▶ **INPUT MATERIAL**:

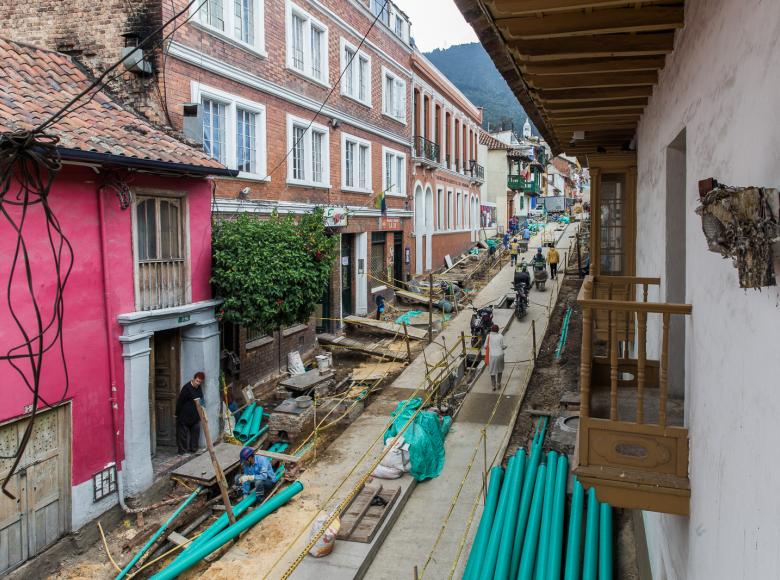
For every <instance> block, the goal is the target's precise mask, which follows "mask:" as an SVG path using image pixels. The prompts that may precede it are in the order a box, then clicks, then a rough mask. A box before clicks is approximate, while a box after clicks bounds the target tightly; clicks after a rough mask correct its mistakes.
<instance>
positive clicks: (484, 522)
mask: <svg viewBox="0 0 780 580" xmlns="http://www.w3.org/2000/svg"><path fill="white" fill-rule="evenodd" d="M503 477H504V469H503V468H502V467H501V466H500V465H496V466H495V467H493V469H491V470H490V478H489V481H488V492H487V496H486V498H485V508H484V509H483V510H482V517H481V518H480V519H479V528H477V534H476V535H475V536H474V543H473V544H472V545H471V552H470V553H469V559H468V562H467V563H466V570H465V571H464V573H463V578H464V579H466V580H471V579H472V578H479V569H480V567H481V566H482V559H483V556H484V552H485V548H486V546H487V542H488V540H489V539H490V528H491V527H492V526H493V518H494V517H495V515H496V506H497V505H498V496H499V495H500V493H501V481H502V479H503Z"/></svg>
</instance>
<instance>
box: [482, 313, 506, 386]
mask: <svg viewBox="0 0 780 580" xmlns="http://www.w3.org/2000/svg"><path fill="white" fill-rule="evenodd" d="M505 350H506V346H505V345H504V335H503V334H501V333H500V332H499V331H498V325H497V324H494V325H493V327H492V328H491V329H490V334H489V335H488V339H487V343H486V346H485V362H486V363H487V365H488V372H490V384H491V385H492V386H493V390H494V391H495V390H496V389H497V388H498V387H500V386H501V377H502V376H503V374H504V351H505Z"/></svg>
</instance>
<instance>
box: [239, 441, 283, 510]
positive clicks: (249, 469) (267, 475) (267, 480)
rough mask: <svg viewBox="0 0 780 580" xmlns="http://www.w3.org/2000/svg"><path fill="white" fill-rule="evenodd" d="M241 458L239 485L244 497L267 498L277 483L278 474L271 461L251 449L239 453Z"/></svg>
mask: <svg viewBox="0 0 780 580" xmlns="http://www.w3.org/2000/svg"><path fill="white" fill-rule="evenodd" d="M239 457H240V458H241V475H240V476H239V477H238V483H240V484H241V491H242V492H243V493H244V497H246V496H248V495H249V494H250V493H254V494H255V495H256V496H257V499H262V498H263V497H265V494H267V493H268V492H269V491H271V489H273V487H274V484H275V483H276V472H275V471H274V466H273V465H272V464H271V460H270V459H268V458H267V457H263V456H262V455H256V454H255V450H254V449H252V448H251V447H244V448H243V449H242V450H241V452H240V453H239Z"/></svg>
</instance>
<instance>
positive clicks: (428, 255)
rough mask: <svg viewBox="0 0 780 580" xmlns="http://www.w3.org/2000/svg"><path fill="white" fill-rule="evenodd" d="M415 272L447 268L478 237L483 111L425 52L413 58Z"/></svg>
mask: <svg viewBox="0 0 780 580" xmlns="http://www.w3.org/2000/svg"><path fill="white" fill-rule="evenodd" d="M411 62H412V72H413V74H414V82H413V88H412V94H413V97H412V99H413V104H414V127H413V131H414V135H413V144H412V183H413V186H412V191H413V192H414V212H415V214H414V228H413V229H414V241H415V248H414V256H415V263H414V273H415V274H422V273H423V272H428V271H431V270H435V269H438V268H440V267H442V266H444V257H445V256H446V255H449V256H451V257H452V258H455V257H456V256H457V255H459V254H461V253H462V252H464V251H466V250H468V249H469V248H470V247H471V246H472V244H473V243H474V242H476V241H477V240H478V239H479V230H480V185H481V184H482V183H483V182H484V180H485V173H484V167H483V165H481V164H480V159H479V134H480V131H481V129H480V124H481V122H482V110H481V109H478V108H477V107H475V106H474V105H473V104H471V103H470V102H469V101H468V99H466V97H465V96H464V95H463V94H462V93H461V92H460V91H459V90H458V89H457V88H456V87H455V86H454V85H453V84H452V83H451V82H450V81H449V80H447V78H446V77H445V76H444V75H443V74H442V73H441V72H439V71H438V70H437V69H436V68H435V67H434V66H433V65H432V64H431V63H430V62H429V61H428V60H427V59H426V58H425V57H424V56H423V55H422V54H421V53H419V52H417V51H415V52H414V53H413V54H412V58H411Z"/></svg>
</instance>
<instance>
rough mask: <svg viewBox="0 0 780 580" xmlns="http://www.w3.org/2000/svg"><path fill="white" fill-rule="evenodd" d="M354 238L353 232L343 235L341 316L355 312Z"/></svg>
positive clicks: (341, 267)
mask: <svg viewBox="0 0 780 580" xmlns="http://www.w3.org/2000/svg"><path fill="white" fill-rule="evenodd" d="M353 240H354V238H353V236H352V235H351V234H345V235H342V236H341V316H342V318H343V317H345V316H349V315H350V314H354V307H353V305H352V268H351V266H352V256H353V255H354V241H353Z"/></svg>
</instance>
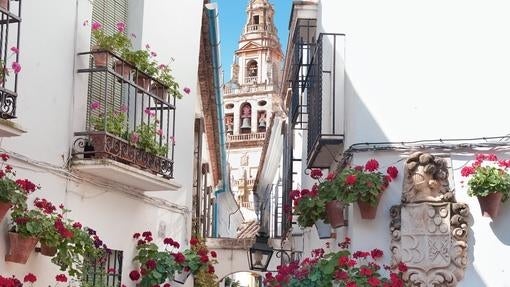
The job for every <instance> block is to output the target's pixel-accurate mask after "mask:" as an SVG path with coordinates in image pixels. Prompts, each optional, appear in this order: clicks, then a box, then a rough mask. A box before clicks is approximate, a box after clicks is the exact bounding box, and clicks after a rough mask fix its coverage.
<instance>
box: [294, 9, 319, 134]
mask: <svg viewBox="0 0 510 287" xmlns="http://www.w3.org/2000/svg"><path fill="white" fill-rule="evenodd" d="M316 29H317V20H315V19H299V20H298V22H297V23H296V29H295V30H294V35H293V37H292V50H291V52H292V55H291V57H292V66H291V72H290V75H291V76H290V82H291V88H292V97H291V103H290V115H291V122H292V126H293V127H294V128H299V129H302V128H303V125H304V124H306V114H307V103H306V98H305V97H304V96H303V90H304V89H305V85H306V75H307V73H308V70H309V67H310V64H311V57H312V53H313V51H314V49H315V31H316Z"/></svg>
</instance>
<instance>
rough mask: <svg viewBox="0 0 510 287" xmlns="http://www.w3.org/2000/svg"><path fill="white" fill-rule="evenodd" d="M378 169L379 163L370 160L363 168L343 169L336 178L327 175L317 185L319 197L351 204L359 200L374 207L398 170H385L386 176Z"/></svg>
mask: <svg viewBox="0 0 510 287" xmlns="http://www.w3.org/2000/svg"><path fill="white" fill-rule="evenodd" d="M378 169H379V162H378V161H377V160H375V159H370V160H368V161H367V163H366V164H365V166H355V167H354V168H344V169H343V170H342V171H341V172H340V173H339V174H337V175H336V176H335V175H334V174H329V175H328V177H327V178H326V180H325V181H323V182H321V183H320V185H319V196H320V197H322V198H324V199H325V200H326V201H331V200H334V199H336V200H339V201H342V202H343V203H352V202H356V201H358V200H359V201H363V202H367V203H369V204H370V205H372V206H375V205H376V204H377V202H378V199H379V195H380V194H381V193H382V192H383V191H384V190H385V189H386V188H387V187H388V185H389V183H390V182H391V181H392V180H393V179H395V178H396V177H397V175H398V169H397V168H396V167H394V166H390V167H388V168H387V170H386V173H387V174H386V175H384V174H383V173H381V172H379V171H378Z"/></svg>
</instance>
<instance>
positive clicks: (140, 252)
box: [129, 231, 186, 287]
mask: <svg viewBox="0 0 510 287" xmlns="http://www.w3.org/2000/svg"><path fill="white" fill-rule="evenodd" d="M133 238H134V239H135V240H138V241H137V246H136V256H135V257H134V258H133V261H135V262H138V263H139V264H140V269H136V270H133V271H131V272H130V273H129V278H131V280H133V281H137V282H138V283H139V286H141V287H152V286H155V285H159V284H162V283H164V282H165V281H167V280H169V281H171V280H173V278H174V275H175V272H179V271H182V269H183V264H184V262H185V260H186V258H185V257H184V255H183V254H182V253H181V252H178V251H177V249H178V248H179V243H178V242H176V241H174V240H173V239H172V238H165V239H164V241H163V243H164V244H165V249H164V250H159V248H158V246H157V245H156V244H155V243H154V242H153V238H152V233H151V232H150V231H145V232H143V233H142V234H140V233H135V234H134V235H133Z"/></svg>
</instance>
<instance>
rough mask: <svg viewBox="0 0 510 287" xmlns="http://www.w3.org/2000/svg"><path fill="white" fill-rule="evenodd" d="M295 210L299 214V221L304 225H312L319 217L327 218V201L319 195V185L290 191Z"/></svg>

▶ **INSTRUCTIONS TO FOLLOW**: Find each line in the rows above that contains the word "pixels", and copy those lines out in full.

▶ **FINISHED TASK**:
For every <instance> block, the goal is the target's precise mask, which follows "mask:" as an SVG path using image pixels. The prompts that may precede it are in the order a box, then clicks, then a rough mask. A box before clicks is approximate, while a box after clicks bounds the target tightly; clicks after a rough mask correct its mistakes.
The job for every <instance> block is to output the target's pixel-accurate mask after "mask:" as an SVG path with coordinates in image pixels. Prompts, each optional, appear in this order: clicks, then a box, then a rough mask. A box before clicks is approximate, a box after clicks is the exact bounding box, and clicks after a rough mask fix its coverage.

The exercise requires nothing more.